▶ [Trecho]

Existe um outro tipo de radiação que, em princípio, nos permitiria "ver" até o Big Bang, ou quase: a radiação gravitacional, ondas emitidas por massas em movimento irregular. Várias "antenas" vêm tentando captar as primeiras ondas gravitacionais, por exemplo, vindas de buracos negros ou de colisões estelares. No futuro próximo, duas missões espaciais estão planejadas para atingir grande precisão; talvez, com elas possamos captar alguma informação oriunda dos primeiros instantes após a origem do universo.

domingo, 8 de novembro de 2009

40 anos de internet




Será que a tecnologia está redefinindo quem somos?


Faz 40 anos que os computadores de Leonard Kleinrock, da Universidade da Califórnia em Los Angeles, e de Douglas Engelbart, do Instituto de Pesquisas na Universidade de Stanford, foram conectados por uma "linha especial" da Arpanet, um sistema de apenas quatro computadores que faziam parte de um projeto do Departamento de Defesa dos EUA.

▶ [Tarefas]
#1 Traduza para o inglês esta frase do trecho: "Várias "antenas" vêm tentando captar as primeiras ondas gravitacionais, por exemplo, vindas de buracos negros ou de colisões estelares."
#2 Segundo o trecho, de quantos computadores era formado o sistema da Arpanet?
#3 Escreva a continuação do trecho sobre os 40 anos da internet, começando logo após a última frase.

(Dados de apontamento por expressões referenciais)
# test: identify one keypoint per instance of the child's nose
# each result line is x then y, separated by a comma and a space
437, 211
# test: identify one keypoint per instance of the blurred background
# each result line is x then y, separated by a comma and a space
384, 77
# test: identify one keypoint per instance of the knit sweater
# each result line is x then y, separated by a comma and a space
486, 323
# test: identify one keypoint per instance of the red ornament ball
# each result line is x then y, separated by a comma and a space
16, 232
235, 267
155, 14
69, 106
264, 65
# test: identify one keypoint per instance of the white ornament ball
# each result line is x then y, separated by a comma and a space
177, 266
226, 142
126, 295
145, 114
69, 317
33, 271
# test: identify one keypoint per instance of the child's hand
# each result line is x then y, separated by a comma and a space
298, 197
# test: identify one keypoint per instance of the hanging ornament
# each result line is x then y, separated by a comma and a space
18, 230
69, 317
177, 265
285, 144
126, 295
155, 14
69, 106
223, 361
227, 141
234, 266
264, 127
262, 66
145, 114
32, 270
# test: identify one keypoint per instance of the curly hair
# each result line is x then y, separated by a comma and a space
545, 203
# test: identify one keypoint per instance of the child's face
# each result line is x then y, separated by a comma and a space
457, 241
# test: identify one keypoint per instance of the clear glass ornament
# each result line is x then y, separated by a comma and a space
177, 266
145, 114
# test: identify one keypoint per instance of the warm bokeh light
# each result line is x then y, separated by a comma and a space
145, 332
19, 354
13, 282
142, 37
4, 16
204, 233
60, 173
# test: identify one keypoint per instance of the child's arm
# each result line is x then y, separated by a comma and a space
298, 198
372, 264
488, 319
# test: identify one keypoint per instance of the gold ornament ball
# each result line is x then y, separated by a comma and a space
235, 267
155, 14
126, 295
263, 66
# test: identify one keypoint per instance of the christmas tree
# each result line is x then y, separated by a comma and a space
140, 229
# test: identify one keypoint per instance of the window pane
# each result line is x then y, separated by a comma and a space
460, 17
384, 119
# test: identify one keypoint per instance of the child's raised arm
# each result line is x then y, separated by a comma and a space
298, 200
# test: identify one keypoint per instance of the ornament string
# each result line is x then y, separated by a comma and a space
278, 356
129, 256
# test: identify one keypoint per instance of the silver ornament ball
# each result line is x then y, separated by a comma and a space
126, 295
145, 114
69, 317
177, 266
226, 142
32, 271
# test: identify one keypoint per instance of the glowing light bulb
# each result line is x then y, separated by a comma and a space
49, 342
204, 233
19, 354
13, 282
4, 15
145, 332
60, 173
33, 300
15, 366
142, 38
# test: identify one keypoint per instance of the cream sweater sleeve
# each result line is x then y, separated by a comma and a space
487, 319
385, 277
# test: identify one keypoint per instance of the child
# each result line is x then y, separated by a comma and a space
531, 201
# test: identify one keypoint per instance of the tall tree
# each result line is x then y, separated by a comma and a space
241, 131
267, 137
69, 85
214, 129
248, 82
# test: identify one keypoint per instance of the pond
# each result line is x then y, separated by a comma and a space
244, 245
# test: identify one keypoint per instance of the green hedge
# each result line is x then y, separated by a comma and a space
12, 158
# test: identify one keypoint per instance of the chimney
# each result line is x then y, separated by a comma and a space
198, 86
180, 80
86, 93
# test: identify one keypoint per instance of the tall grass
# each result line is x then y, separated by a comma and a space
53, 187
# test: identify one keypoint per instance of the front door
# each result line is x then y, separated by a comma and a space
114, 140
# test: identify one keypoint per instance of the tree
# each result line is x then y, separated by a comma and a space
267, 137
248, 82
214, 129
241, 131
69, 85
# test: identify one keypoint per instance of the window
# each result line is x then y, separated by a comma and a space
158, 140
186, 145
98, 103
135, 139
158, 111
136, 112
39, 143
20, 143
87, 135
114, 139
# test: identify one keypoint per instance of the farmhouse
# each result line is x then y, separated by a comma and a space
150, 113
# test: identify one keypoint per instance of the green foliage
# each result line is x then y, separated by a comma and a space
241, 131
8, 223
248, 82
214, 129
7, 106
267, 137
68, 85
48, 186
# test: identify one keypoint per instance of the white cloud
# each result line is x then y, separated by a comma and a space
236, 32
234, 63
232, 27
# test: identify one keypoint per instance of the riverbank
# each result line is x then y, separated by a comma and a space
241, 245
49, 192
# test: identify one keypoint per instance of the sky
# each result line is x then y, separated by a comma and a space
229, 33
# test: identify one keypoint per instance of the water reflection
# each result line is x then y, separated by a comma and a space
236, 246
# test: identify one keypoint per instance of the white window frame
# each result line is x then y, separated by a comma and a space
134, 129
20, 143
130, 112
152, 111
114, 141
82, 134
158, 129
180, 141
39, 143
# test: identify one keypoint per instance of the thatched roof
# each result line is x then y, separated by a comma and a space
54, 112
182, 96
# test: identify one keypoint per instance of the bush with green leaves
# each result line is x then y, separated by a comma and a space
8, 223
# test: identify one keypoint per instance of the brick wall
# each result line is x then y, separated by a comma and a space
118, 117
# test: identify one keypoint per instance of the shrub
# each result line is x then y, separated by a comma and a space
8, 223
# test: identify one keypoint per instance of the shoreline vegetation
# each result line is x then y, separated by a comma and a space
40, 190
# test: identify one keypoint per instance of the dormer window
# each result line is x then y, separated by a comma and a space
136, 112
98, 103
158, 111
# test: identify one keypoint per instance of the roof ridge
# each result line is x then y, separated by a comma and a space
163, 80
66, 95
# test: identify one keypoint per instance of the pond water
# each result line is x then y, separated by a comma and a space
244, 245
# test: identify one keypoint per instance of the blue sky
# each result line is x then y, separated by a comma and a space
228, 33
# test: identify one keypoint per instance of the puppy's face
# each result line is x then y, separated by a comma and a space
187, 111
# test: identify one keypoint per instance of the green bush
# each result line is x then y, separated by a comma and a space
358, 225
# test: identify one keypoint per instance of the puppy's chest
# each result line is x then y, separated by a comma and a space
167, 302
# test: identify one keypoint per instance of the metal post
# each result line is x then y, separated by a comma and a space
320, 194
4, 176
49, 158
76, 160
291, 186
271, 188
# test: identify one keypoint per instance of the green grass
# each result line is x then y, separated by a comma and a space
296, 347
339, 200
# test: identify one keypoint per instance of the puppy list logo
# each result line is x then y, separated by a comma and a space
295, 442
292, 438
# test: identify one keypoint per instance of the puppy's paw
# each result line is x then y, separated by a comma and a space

▶ [Respostas por tarefa]
#1 Several "antennas" have been trying to capture the first gravitational waves, for example, those coming from black holes or from stellar collisions.

#2 Era formado por apenas quatro computadores.

#3
Com o passar dos anos, o sistema exclusivo de tráfego de informação evoluiu, saiu dos laboratórios de cientistas para o público e hoje é conhecido como internet.

Não há dúvida de que a internet está transformando o mundo, de que vivemos em meio a uma revolução. A questão, ou uma delas, é que tipo de revolução é essa: será que a internet pode ser comparada, por exemplo, ao telefone ou ao carro, ou mesmo à imprensa de tipo móvel, que revolucionou o livro? Ou será que ela pertence a outra classe de tecnologia, que não só transforma a sociedade mas que vai além, redefinindo quem somos?

A questão é complicada, difícil até de ser formulada. O telefone e o carro transformaram o modo como as pessoas se comunicavam, iam ao trabalho, viajavam, viam o mundo. Como toda tecnologia que se torna de uso público, primeiro começaram pequenos, com alcance limitado: eram poucas as linhas telefônicas e as estradas.

Aos poucos, as coisas foram crescendo e, em meados do século 20, telefones e estradas estavam pelo mundo todo. Uma diferença bem importante é que a internet, por ser acessível por computadores, é bem mais aberta aos jovens. Telefones celulares também; os jovens têm a sua privacidade, o seu espaço virtual separado do dos pais e irmãos. A comunicação é tão fácil e rápida que chega a tornar o contato direto, em carne e osso, desnecessário.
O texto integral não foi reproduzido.